===== Trecho selecionado
E como sair da enrascada de um contexto onde o Judiciário aparece como poder absoluto, pela porta da democracia, reconhecendo que não existe monopólio do interesse público, nem no Ministério Público, nem numa sentença judicial, prestando atenção na mobilização da sociedade, observando que quando a OAB/DF vem a um debate como esse, em defesa da cidadania, e se junta a diversas outras entidades para literalmente abraçarem a causa, é porque o bem comum pulsa nos autos do processo para não deixar formalismos encerrarem um polo de bons serviços públicos a nossa população.
==========
===== Material de estudo
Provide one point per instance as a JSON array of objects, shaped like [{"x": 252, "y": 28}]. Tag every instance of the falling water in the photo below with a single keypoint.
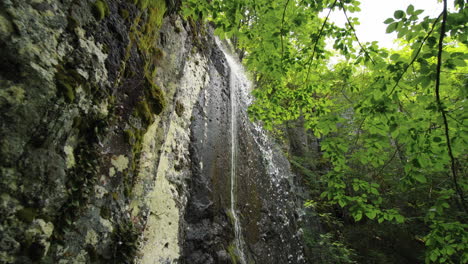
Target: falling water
[{"x": 235, "y": 81}]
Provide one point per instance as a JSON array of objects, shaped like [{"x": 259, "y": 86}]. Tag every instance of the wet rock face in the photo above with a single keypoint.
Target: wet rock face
[
  {"x": 208, "y": 231},
  {"x": 115, "y": 141},
  {"x": 266, "y": 203}
]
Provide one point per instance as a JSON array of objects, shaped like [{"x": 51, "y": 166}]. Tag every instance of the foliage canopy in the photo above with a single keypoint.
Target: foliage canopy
[{"x": 391, "y": 123}]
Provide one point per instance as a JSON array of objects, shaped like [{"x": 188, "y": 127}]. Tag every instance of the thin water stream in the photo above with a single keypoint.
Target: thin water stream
[{"x": 236, "y": 82}]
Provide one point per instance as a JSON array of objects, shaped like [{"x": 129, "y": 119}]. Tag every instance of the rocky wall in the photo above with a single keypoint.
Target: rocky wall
[{"x": 95, "y": 101}]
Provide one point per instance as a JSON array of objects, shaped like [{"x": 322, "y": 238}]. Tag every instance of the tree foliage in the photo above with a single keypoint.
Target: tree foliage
[{"x": 392, "y": 123}]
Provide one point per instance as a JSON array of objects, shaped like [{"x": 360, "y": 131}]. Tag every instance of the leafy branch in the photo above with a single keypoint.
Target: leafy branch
[
  {"x": 354, "y": 33},
  {"x": 415, "y": 55},
  {"x": 442, "y": 109}
]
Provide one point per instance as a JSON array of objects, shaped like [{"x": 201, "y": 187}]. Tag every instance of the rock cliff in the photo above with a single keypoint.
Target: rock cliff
[{"x": 115, "y": 142}]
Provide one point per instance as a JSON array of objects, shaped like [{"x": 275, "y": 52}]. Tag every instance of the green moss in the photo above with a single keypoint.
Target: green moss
[
  {"x": 27, "y": 215},
  {"x": 65, "y": 85},
  {"x": 105, "y": 212},
  {"x": 232, "y": 253},
  {"x": 72, "y": 23},
  {"x": 125, "y": 242},
  {"x": 144, "y": 112},
  {"x": 156, "y": 98},
  {"x": 124, "y": 13},
  {"x": 100, "y": 9},
  {"x": 179, "y": 108}
]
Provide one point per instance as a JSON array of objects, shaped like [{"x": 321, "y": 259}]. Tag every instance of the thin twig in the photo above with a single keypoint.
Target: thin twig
[
  {"x": 355, "y": 35},
  {"x": 442, "y": 109},
  {"x": 416, "y": 55},
  {"x": 317, "y": 40},
  {"x": 281, "y": 32}
]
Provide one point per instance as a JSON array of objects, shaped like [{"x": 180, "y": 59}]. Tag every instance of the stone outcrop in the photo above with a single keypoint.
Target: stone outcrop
[{"x": 113, "y": 129}]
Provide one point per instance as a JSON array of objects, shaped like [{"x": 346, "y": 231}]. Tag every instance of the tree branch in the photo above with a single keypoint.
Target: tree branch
[
  {"x": 281, "y": 32},
  {"x": 317, "y": 40},
  {"x": 416, "y": 55},
  {"x": 442, "y": 109},
  {"x": 354, "y": 33}
]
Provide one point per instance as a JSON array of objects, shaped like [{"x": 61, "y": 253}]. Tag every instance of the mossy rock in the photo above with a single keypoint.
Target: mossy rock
[
  {"x": 179, "y": 108},
  {"x": 124, "y": 13},
  {"x": 100, "y": 9},
  {"x": 27, "y": 215}
]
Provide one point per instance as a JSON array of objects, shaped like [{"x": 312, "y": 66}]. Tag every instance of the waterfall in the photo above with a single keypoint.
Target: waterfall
[{"x": 236, "y": 81}]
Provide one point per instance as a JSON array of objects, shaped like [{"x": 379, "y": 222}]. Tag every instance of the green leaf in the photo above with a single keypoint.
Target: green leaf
[
  {"x": 399, "y": 14},
  {"x": 420, "y": 178},
  {"x": 410, "y": 9},
  {"x": 400, "y": 219},
  {"x": 392, "y": 27},
  {"x": 358, "y": 216},
  {"x": 395, "y": 56},
  {"x": 342, "y": 203},
  {"x": 389, "y": 20},
  {"x": 371, "y": 214}
]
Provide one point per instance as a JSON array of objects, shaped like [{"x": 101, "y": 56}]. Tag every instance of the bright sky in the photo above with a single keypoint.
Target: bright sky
[{"x": 374, "y": 12}]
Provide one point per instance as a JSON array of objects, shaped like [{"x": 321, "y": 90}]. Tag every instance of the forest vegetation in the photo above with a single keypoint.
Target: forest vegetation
[{"x": 389, "y": 185}]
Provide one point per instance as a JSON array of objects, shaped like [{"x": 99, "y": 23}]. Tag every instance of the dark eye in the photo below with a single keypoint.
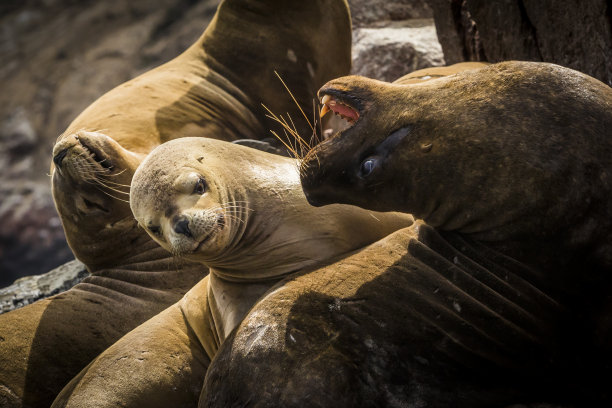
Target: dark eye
==========
Seu objetivo: Prolongue o trecho selecionado, sobre o Judiciário e o interesse público, a partir do ponto em que ele termina. Os itens provêm de uma fonte distinta da do trecho selecionado.

Resposta final:
O caso do ICIPE de Brasília é modelo de execução e de boa parceria entre a sociedade civil (por meio do terceiro setor) e o poder público, arranjo legal promissor e já julgado constitucional pelo STF o TJDFT, por meio de sua 6ª Turma Cível. Está em suas mãos uma oportunidade histórica de aplicar a Lei atendendo “as exigências do bem comum”, praticando a democracia constitucional, ouvindo o clamor da sociedade civil organizada e corrigindo, já no próximo dia 24 de abril (haverá audiência de conciliação), os efeitos desastrosos de uma sentença que pode deixar milhares de crianças com câncer sem atendimento.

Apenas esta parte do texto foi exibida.